● **THE TASK**: Reproduce the following lines word for word, starting at the line containing "Habitat-census task: mark the lizard front" and ending at the line containing "point(574, 171)", with both of those lines included.

(Dataset rows)

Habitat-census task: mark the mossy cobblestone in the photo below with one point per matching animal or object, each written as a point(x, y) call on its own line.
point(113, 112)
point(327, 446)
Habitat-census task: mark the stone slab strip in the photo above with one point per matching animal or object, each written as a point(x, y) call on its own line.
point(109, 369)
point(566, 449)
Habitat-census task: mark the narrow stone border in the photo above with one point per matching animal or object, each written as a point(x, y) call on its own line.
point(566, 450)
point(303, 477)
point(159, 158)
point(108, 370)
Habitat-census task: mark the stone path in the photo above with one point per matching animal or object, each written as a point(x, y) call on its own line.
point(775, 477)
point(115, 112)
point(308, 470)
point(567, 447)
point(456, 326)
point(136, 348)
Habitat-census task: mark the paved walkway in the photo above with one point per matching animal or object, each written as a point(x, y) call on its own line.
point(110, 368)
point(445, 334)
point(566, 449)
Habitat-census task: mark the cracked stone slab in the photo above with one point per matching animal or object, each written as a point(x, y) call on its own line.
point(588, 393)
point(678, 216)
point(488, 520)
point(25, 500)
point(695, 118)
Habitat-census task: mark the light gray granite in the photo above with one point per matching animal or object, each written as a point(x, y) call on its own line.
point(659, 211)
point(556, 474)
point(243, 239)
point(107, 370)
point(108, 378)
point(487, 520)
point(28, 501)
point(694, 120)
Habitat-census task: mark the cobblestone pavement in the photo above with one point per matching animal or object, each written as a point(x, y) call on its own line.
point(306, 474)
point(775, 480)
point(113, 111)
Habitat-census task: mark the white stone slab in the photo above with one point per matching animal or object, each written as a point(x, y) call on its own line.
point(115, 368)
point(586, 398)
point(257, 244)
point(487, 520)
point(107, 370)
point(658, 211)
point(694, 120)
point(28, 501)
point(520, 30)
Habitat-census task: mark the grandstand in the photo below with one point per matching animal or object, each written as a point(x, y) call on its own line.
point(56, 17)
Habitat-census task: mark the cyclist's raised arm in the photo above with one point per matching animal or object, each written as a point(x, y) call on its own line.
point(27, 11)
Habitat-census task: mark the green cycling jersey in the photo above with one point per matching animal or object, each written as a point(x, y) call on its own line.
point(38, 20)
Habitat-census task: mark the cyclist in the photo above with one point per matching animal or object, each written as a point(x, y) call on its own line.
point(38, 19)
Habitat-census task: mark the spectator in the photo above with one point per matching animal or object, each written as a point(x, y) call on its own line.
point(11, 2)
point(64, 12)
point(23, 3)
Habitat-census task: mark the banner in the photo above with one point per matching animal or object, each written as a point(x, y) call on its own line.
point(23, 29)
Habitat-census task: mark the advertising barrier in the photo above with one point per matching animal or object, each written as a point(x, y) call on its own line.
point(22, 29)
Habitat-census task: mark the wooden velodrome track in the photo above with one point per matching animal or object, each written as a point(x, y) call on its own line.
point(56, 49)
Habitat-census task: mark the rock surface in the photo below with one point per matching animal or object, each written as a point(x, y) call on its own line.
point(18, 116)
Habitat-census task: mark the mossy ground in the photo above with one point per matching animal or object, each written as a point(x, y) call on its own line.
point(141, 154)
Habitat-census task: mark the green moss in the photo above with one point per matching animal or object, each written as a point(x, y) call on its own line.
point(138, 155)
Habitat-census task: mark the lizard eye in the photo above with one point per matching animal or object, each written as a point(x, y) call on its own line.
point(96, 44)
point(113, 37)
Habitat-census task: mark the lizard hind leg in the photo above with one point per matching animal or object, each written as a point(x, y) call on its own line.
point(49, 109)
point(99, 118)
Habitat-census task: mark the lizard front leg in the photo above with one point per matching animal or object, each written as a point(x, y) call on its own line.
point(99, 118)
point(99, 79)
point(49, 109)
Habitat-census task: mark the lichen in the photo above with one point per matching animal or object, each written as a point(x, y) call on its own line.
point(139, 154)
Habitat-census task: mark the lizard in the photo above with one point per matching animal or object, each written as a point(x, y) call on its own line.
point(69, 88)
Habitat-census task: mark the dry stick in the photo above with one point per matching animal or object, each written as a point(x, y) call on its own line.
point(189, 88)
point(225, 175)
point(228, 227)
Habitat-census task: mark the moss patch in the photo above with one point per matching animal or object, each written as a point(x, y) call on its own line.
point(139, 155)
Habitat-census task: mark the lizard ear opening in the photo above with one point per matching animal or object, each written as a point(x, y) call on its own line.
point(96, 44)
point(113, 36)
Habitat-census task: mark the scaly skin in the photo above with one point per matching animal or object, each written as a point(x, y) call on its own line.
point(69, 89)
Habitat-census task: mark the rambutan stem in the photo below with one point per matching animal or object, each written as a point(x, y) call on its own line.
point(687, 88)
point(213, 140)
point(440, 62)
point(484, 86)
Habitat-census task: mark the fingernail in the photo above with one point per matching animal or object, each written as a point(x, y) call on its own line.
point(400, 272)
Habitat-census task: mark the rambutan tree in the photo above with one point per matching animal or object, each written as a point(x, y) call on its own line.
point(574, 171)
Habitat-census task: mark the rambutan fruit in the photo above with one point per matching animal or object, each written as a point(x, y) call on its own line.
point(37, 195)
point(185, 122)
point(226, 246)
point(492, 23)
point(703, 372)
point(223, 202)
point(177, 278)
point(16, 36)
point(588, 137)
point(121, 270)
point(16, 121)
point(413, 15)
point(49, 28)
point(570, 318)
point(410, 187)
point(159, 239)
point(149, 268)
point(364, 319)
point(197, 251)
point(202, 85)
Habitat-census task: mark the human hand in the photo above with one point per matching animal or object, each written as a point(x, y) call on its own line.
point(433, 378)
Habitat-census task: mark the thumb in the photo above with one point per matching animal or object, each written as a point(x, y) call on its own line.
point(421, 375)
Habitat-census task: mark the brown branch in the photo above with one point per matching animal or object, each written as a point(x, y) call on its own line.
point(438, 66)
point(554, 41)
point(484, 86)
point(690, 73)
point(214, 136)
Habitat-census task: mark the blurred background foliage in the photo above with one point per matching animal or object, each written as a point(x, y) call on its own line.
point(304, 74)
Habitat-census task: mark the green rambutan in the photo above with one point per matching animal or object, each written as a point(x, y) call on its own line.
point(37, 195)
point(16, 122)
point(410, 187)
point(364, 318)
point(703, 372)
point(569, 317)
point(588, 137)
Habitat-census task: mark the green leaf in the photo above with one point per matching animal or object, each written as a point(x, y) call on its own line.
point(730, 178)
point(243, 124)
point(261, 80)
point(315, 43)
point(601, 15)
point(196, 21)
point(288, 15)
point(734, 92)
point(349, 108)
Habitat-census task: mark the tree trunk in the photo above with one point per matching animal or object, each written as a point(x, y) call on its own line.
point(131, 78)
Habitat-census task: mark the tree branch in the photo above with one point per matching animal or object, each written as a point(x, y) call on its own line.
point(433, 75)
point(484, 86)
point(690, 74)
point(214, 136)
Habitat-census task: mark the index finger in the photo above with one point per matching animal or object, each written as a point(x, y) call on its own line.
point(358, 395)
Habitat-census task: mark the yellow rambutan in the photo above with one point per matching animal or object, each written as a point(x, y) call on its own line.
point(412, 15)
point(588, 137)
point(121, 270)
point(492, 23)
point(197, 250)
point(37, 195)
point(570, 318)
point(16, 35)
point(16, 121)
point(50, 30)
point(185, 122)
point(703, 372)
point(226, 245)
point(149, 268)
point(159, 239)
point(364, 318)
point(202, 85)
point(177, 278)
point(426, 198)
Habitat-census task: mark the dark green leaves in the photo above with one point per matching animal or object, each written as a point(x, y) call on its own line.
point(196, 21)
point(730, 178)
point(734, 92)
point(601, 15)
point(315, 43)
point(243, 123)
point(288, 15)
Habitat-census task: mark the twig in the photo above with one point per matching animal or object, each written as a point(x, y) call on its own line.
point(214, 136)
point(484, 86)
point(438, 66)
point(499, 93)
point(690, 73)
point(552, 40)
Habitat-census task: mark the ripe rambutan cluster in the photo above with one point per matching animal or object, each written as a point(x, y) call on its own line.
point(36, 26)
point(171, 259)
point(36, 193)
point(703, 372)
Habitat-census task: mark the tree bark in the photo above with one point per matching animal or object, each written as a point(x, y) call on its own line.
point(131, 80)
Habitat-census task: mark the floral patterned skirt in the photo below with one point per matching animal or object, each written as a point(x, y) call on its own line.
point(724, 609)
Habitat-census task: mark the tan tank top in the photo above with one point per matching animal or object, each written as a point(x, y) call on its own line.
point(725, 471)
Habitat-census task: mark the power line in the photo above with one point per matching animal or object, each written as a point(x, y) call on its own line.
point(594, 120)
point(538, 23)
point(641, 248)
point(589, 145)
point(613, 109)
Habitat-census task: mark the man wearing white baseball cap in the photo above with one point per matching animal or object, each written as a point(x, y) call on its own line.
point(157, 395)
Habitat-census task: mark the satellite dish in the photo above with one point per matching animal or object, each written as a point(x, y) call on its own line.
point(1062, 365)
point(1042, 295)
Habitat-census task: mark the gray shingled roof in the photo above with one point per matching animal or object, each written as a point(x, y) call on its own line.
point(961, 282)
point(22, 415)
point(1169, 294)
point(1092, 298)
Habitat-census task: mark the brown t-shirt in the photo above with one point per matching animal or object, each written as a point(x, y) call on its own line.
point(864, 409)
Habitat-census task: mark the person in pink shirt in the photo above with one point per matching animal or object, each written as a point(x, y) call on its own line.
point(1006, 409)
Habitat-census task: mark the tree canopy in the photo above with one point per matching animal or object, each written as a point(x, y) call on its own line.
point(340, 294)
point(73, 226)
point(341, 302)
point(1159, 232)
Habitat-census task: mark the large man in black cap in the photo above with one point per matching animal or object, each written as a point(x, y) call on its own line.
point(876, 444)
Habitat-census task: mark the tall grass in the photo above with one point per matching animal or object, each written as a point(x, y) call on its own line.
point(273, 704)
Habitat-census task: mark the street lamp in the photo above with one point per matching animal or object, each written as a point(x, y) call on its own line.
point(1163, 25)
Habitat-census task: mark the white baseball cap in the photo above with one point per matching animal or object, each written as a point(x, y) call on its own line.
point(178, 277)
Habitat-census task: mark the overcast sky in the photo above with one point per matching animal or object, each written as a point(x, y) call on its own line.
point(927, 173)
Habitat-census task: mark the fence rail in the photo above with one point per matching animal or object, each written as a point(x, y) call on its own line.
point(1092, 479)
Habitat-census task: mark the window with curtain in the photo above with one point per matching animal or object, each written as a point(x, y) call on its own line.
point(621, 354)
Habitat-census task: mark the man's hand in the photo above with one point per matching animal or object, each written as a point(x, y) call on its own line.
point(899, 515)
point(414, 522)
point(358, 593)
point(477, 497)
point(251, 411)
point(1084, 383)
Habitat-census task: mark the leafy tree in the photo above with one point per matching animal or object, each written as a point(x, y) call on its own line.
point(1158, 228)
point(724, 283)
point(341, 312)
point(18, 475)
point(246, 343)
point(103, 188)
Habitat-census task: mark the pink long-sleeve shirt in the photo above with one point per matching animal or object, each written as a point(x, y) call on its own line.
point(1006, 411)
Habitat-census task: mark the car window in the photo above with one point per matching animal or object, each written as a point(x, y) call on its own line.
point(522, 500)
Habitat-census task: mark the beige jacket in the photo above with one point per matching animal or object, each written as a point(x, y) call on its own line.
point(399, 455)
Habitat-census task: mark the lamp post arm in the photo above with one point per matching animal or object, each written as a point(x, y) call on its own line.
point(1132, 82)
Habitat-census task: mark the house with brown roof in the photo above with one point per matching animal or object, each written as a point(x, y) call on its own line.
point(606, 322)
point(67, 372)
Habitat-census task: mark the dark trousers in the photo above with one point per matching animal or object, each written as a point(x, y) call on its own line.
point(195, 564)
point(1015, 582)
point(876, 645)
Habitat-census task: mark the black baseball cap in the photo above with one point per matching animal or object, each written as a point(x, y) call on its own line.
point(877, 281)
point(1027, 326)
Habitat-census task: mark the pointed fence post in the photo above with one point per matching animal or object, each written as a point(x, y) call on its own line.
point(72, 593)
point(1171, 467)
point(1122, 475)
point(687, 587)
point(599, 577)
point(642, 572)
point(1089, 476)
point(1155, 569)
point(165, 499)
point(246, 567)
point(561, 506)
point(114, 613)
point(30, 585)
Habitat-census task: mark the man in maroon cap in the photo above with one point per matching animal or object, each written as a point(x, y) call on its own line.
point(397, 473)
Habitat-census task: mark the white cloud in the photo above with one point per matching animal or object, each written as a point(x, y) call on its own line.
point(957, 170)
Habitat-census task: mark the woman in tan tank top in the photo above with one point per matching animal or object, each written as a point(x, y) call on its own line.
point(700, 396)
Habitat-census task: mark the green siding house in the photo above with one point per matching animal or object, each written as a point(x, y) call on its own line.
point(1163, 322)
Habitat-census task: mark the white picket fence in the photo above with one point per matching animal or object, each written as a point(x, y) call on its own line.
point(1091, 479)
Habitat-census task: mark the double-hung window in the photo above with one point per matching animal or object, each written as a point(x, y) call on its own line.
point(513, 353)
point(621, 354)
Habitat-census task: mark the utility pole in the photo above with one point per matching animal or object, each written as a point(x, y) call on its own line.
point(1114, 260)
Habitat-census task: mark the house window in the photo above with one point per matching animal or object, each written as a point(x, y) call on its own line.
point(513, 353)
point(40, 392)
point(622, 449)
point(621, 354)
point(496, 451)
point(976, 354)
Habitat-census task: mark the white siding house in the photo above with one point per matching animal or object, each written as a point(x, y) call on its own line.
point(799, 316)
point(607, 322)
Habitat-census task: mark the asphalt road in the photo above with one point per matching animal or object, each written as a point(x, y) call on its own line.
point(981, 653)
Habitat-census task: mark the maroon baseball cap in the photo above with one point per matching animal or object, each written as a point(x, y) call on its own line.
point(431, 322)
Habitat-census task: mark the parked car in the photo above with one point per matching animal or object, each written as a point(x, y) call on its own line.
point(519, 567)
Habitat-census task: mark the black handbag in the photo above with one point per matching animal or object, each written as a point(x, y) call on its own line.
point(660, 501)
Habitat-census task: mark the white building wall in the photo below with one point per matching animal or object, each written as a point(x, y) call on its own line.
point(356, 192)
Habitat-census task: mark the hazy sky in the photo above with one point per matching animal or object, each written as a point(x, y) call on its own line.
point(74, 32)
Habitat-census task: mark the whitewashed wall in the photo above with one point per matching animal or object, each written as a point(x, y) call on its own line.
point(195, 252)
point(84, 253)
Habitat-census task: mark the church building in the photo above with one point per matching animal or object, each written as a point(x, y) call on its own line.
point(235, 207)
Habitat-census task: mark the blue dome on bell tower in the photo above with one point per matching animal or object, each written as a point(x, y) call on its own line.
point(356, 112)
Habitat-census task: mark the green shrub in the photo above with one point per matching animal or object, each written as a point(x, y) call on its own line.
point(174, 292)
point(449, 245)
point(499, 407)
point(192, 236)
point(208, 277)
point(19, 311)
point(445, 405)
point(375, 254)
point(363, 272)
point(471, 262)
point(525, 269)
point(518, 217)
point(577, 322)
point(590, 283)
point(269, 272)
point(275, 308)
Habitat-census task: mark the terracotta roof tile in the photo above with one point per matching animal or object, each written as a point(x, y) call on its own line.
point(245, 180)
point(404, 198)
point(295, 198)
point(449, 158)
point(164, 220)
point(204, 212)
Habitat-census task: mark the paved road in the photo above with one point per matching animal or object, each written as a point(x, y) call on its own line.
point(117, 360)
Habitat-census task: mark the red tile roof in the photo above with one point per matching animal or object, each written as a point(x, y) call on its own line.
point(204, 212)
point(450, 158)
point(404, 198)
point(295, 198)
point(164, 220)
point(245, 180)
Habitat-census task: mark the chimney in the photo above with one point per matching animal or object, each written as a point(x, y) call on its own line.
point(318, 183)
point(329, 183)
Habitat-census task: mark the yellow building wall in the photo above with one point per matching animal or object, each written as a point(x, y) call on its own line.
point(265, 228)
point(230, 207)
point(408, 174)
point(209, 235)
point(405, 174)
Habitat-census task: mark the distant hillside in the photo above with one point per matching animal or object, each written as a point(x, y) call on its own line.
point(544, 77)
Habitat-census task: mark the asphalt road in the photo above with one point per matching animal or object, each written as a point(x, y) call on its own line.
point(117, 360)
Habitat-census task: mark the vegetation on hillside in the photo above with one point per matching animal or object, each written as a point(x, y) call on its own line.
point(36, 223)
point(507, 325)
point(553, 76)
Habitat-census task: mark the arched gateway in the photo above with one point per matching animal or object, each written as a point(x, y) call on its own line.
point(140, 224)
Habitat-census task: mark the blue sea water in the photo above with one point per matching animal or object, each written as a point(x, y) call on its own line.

● **COMPLETE OUTPUT**:
Habitat-census task: mark the lizard front leg in the photo above with one point per matching animal or object, each written as a point(x, y) call on its own line.
point(99, 118)
point(99, 79)
point(49, 109)
Habitat-census task: mark the lichen in the photo above with one point per matching animal or object, each written as a point(x, y) call on its own line.
point(139, 154)
Habitat-census task: mark the lizard in the photo above with one point per matching animal or object, each written as a point(x, y) call on its own line.
point(69, 88)
Habitat-census task: mark the dry stick in the photo above with one point per matching animal or object, each written as a point(x, y) call on its own line.
point(189, 88)
point(225, 175)
point(228, 227)
Habitat-census task: mark the moss patch in the photo above with one point per matching animal or object, each written as a point(x, y) call on its own line.
point(139, 155)
Habitat-census task: mark the lizard ear opening in the photo above with one point per matching animal or object, each written as a point(x, y) call on its own line.
point(96, 44)
point(113, 36)
Habitat-census task: mark the scaly skin in the photo above with one point per matching animal or object, each written as a point(x, y) call on its own line.
point(69, 89)
Habitat-census task: mark the rambutan stem in the photo below with one point per matching animal or object, each written as a point(x, y) call on its own line.
point(687, 88)
point(213, 140)
point(440, 62)
point(484, 86)
Habitat-census task: mark the fingernail in the photo above with one point per matching animal or object, each written as a point(x, y) call on its own line.
point(400, 272)
Habitat-census task: mark the rambutan tree in the photo above with one point per matching animal or object, each written as a point(x, y) call on its own line.
point(574, 171)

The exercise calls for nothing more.